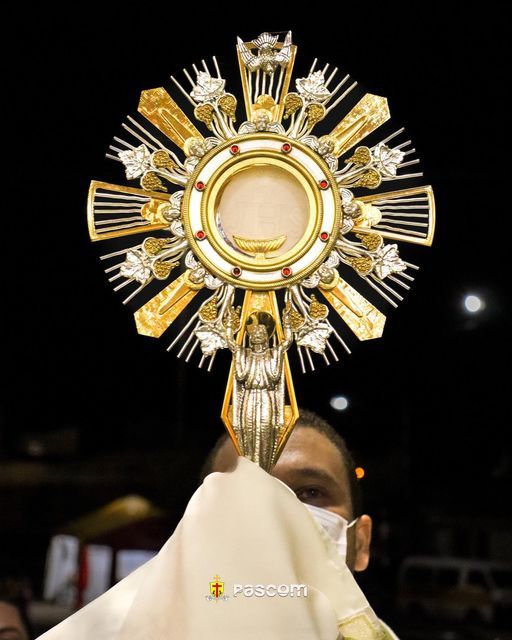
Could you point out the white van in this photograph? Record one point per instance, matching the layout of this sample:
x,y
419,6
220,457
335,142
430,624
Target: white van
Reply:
x,y
455,588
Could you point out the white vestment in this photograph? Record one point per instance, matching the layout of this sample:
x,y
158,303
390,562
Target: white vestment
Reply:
x,y
240,528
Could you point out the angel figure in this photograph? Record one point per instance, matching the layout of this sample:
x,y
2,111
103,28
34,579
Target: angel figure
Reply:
x,y
258,385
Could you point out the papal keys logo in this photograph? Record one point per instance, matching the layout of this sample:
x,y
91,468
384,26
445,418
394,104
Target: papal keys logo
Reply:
x,y
216,590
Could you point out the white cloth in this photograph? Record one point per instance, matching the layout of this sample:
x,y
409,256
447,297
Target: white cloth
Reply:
x,y
247,528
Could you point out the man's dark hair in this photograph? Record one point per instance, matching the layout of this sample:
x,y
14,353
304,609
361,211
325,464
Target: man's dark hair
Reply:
x,y
313,421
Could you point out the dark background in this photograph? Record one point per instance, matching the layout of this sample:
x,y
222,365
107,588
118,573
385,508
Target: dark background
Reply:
x,y
92,411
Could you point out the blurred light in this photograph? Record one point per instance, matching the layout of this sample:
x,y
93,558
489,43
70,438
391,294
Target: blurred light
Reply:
x,y
339,403
473,304
35,448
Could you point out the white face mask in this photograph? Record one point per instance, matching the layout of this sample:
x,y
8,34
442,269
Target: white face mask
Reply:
x,y
334,525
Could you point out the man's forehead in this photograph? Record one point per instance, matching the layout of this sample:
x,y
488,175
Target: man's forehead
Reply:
x,y
306,448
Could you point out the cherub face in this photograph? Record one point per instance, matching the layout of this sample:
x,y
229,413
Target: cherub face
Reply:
x,y
258,335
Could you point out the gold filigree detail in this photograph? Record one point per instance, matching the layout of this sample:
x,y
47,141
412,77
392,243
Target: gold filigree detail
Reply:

Written problem
Rescale the data from the line containing "Could you point out the cherub" through the end of the data, inclusive, and give every one of those lines again, requests included. Multiply each coordinate in the answers by 0.7 and round to whole numbers, halves up, leaving the numbers in the requests and their format samples unchanged.

Solved exercise
Could you point out the cherub face in this photograph? Record one point per instance, matching the layout of this sample:
x,y
229,413
Target: cherub face
Reply:
x,y
181,235
Could you point out the gold filigree detail in this photograph? Record one point per instance, matching the layout of this sample:
x,y
47,141
412,77
392,243
Target: gold filigree detail
Reply:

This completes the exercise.